* **What you have to do**
Below are some entries. Output each one exactly as it appears.

* **Records supplied**

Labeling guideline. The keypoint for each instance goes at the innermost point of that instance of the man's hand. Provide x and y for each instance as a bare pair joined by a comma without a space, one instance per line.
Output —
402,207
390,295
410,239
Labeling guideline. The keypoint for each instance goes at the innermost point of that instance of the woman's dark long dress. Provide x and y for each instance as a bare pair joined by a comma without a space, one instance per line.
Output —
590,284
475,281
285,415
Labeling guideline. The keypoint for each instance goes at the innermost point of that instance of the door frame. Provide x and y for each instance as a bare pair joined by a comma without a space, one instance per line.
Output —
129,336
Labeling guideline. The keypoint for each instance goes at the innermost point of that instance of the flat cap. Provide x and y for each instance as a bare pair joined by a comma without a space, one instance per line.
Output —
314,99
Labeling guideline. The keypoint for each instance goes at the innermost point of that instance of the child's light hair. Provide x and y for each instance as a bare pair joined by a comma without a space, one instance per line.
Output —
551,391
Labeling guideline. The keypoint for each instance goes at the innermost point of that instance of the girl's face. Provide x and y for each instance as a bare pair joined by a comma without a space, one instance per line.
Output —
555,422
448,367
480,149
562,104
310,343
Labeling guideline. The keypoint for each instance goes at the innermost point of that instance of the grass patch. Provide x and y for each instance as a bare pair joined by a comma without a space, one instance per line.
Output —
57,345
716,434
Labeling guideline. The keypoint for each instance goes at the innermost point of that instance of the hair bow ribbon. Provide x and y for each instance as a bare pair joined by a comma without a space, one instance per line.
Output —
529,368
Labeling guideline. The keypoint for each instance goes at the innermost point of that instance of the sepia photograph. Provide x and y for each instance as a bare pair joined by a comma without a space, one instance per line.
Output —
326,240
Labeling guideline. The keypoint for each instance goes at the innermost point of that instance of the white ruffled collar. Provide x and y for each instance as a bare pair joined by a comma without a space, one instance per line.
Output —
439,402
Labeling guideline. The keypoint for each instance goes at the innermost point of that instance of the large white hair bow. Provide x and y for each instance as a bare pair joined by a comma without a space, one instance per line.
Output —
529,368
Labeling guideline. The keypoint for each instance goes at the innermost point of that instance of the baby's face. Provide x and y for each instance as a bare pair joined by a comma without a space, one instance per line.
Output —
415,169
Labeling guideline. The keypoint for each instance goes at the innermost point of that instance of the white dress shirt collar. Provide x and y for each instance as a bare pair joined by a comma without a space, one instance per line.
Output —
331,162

* **Solution for this exercise**
Labeling guideline. The keypoint for each instance goes at the innermost point of that instance of the man's hand. Provide x and y for each instance as a bare pair joined by a comma without a space, one instance per line.
Output —
402,207
390,295
410,239
Labeling guideline. The keypoint for each instance goes at the innermost point of that instance of the woman's dark long dress. Provide x and y for each instance as a bare pair joined by a comma without a space, one instance per line.
Output —
590,284
475,281
285,415
Labeling guideline. The keypoint for each instance goes at the innermost point of that instance of the door frame. Provide x and y for each instance as a bare pair joined by a comma without a space, one instance per line.
Output —
129,336
Labeling guideline. The keypoint for each instance goes at the innermost point of that instance of the flat cap. Provide x and y for each instance as a bare pair joined by a comma without a space, one instance per line.
Output —
314,99
Labeling guideline. The keypoint for each instance goes at the innermost point of that instance of the child's light hair. Provide x and y for each instance as a bare pair joined by a comma without a space, one instance per line.
Output —
551,391
Labeling guideline. The keypoint for each instance goes at the innermost point of that instance of the girl's face. Provide x and y for each instance as a bare pair joined by a comma without a space, one instance per line.
Output —
555,422
448,367
480,149
562,104
310,343
Labeling guideline. The keypoint for each instance goes at the innermost point of that instance of the grass patch. Provide x and y for each instance as a bare pair joined by a comma without a space, one instance per line.
Output —
57,345
716,434
Labeling guideline. The keypoint for each instance goes at the innermost point of that instance of the hair bow ribbon. Provide x and y for each instance as a bare pair joined by a comma without a space, one instance per line.
Output —
529,368
Labeling guideline. The keypoint for each instance goes at the innermost point of that instance of the sepia photograph. Provide x and y for each instance as a bare pair joined by a comma without a space, one instance per line.
Output —
326,240
Labeling guideline. The keypoint for each instance goes at the innermost point of that instance of the white ruffled collar. Provide x and y for each instance as a bare pair joined by a comma without a space, one instance per line.
Output —
439,402
Labeling guideline. The keypoint for each instance goes at the innermost point of that instance of the large white hair bow. Provide x and y for each instance as a bare pair joined by a comma without a space, one instance per line.
Output —
529,368
Labeling guideline. The keypoint for each instance goes at the innermost point of that instance of the baby's face. Provide x and y for each instance as a bare pair joined by a comma without a space, one instance per line.
Output —
415,169
Labeling guideline. The keypoint for each instance goes at the innermost point of that instance of the white dress shirt collar. Provide x and y for each instance as a bare pair joined by a comma without a space, one instance per line.
Output —
331,162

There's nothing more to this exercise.